* **Task**
Everything from the first line of the records to the line containing "<point>494,210</point>", inclusive, is to be extracted exactly, and nothing more.

* **Given data**
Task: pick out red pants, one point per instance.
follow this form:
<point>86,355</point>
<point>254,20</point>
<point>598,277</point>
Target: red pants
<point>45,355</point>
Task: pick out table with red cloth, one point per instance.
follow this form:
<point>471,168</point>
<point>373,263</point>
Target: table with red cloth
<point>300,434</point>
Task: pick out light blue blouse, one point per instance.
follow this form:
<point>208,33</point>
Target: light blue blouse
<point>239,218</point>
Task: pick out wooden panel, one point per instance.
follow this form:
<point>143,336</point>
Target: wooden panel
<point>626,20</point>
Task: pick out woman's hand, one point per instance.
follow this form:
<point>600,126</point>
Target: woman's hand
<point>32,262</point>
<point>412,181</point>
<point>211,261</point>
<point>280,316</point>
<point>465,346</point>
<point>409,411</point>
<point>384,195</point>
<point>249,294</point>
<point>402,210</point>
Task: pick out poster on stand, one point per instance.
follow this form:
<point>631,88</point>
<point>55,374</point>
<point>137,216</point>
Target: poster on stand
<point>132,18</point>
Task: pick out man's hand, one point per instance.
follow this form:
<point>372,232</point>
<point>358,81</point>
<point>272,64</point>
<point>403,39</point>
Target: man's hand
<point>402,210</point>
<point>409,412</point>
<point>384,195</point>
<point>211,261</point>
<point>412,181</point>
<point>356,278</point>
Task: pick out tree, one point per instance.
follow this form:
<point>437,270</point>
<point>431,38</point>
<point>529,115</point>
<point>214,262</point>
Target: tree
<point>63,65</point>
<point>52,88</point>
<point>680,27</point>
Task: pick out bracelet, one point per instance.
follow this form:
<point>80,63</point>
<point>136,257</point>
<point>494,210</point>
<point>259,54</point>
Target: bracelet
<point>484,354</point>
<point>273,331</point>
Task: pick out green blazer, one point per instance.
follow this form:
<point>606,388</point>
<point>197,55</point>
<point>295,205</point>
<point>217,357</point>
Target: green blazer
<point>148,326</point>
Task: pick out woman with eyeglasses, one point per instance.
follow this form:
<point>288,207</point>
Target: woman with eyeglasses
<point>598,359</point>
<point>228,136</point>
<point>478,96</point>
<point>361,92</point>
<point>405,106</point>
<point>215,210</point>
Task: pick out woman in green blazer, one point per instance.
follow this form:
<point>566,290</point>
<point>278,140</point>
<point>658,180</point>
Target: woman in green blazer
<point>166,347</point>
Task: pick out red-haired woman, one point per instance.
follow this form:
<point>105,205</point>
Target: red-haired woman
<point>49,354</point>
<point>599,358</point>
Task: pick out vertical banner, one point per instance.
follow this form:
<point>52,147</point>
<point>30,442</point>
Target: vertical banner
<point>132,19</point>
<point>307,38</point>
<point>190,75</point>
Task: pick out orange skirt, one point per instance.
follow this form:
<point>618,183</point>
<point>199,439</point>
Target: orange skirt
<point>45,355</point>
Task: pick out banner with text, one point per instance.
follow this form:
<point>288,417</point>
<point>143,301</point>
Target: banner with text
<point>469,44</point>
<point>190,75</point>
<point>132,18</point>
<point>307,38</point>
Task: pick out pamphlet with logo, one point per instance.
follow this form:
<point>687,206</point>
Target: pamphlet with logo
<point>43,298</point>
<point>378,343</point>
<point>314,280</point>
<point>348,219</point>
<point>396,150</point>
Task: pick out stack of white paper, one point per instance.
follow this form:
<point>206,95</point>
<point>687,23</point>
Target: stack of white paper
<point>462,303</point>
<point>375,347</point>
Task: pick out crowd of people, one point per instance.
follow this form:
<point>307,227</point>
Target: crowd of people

* **Task result**
Task: pick out red pants, one point per instance.
follow this form:
<point>86,355</point>
<point>254,20</point>
<point>598,277</point>
Target: red pants
<point>45,355</point>
Task: pick out table with red cloth, one point per instance.
follow this form:
<point>471,168</point>
<point>373,263</point>
Target: table with red cloth
<point>300,434</point>
Task: pick out light blue blouse, one point per instance.
follow this form:
<point>208,33</point>
Target: light blue blouse
<point>239,218</point>
Task: pick out wooden panel, one point per instance.
follow this form:
<point>143,336</point>
Target: wooden panel
<point>626,20</point>
Task: pick out woman's hand, one point per instance.
follow this form:
<point>600,126</point>
Target: woman's hand
<point>32,262</point>
<point>412,181</point>
<point>211,261</point>
<point>280,316</point>
<point>465,346</point>
<point>409,411</point>
<point>384,195</point>
<point>249,294</point>
<point>402,210</point>
Task: pick out poster on stand, one point per instance.
follow this form:
<point>631,88</point>
<point>55,374</point>
<point>137,216</point>
Target: poster on stand
<point>132,18</point>
Task: pick out man's hand, one point per instance.
follow this form:
<point>372,232</point>
<point>358,81</point>
<point>272,64</point>
<point>403,39</point>
Target: man's hand
<point>402,210</point>
<point>409,412</point>
<point>384,195</point>
<point>211,261</point>
<point>412,181</point>
<point>356,278</point>
Task: pick out tree, one point per instance.
follow this form:
<point>437,270</point>
<point>431,38</point>
<point>529,115</point>
<point>214,262</point>
Target: tree
<point>63,65</point>
<point>52,88</point>
<point>680,27</point>
Task: pick out bracelet, one point per instance.
follow this form:
<point>80,63</point>
<point>136,257</point>
<point>494,210</point>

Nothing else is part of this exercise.